* _WORK INSTRUCTIONS_:
Retype all of the records precisely.

* _INPUT MATERIAL_:
- - - - - - -

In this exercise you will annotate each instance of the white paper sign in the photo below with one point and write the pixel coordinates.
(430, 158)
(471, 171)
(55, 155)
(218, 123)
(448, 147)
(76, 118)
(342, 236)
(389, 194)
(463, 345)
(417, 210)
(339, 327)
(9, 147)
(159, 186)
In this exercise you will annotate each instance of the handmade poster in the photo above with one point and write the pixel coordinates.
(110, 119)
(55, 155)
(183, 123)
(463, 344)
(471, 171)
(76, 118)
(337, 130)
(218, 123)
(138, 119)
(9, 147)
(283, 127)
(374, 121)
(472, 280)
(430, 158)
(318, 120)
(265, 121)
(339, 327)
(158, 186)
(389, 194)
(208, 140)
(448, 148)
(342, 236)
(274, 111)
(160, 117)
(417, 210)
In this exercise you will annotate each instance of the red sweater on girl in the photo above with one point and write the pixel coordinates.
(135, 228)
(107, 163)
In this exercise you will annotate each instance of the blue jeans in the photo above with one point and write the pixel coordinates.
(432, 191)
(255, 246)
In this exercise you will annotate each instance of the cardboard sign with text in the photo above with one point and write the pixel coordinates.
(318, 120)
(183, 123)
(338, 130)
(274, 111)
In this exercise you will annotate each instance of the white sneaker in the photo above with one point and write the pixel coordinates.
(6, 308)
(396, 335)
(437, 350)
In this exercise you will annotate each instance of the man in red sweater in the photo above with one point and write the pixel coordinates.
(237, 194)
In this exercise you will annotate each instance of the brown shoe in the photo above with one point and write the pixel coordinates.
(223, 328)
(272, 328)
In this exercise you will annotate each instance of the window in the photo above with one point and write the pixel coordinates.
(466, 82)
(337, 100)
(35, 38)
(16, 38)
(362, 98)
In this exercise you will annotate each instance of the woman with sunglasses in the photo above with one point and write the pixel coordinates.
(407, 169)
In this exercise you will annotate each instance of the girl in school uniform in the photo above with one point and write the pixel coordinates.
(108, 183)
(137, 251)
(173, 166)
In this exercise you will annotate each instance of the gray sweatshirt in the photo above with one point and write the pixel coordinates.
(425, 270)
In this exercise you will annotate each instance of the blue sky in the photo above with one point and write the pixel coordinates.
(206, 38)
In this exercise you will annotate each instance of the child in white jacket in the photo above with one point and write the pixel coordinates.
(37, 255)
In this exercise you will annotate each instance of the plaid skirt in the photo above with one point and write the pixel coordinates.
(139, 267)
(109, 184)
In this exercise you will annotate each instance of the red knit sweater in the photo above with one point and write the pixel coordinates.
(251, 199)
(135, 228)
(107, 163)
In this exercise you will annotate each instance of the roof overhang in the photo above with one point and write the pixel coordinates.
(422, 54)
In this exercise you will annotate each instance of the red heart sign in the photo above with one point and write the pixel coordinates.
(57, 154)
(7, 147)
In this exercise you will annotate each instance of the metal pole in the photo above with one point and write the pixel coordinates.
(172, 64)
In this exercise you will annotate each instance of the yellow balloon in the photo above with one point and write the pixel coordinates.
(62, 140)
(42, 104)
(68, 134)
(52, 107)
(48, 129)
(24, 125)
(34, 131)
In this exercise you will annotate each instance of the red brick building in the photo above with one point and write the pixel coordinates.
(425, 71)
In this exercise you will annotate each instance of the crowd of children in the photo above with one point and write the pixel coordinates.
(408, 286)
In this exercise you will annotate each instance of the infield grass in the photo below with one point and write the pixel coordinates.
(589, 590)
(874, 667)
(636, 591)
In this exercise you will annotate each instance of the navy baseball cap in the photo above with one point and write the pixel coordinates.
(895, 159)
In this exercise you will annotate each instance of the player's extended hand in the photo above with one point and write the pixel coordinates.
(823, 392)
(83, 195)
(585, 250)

- - - - - - -

* _EXERCISE OUTPUT_:
In this exercise you will annotate each instance of the white paper sign in the photo below with one point and write the pixel coordinates.
(430, 158)
(471, 171)
(55, 155)
(218, 123)
(448, 147)
(76, 118)
(342, 236)
(389, 194)
(463, 345)
(417, 210)
(339, 327)
(9, 147)
(159, 186)
In this exercise you will annotate each instance of the handmade poster in the photo above with one point and write the pixel coordinates.
(110, 119)
(55, 155)
(183, 123)
(463, 344)
(471, 171)
(76, 118)
(337, 130)
(218, 123)
(138, 119)
(9, 147)
(283, 127)
(374, 121)
(472, 280)
(430, 158)
(318, 120)
(265, 121)
(339, 327)
(158, 186)
(389, 194)
(208, 140)
(448, 148)
(342, 236)
(274, 111)
(160, 117)
(417, 210)
In this exercise you will annotate each instance of the red sweater on girl in the photo above with one point and write the pixel coordinates.
(135, 228)
(107, 163)
In this exercise you will annotate each instance of the blue jeans in the photo above with one point and write the pixel coordinates.
(432, 191)
(255, 246)
In this exercise you will annotate each instance of the cardboard sign with text in the photo above with one point and write the pixel coordinates.
(318, 120)
(183, 123)
(338, 130)
(274, 111)
In this exercise you will annotate each instance of the white sneaker in the photo above with one point and write the pixel coordinates.
(6, 308)
(396, 335)
(437, 350)
In this exercise you will annotate each instance of the man in red sweater in the photo above with one point and write the pixel coordinates.
(237, 194)
In this exercise you will annotate each instance of the brown shoe in the photo above with one point and write the pixel coordinates.
(223, 328)
(272, 328)
In this exercise you will annotate each instance of the window in the photo above with one point and write the pixel coordinates.
(466, 82)
(337, 100)
(35, 38)
(16, 38)
(362, 98)
In this exercise you will annotate each instance of the woman with sunglasses in the photo above with one point and write the pixel coordinates.
(407, 169)
In this exercise you will annotate each instance of the girl in school uniform in the photo above with one point and write the pixel coordinates.
(108, 183)
(137, 251)
(173, 166)
In this exercise you will annotate each instance of the gray sweatshirt in the photo above with one point and write the pixel coordinates.
(425, 270)
In this exercise you will annotate each instance of the blue sky in the photo above with one point and write the pixel coordinates.
(206, 38)
In this exercise you will annotate each instance of the child in white jacket in the photo above with one point and write the pixel coordinates.
(37, 255)
In this exercise you will annotate each instance of the plaid skirt in the photo above with one point and write the pixel coordinates.
(139, 267)
(109, 184)
In this exercise you will annotate each instance of the red knit sweater in the photo above with one point and write the pixel coordinates.
(251, 199)
(135, 228)
(107, 163)
In this exercise you will annotate each instance of the roof overhang in the photo above with one point and write the pixel coordinates.
(422, 54)
In this exercise you will annotate each instance of the red heart sign in the photo above with one point and write the pixel coordinates.
(57, 154)
(7, 147)
In this exercise you will annotate each instance of the metal pole in the photo above with one point and write the pixel coordinates.
(172, 64)
In this exercise you will annotate each instance of the yellow balloon in the photo above with one point and write the pixel coordinates.
(62, 140)
(42, 104)
(68, 134)
(52, 107)
(48, 129)
(24, 125)
(34, 131)
In this exercise you will annotate each instance of the red brick building in the photo above with one point and write the pixel coordinates.
(425, 71)
In this exercise you will annotate each instance of the crowd of children in the photo above with one point and write the pixel coordinates.
(408, 286)
In this exercise you will annotate each instance of the infield grass in the photo below with one point and write the pixel coordinates.
(589, 590)
(874, 667)
(636, 591)
In this exercise you will annotate each instance of the navy baseball cap in the photo above with one point and write the pixel coordinates.
(895, 159)
In this exercise you will annotate each instance of the player's extended hand in the photo above with one point and write the pixel coordinates.
(823, 392)
(83, 195)
(585, 250)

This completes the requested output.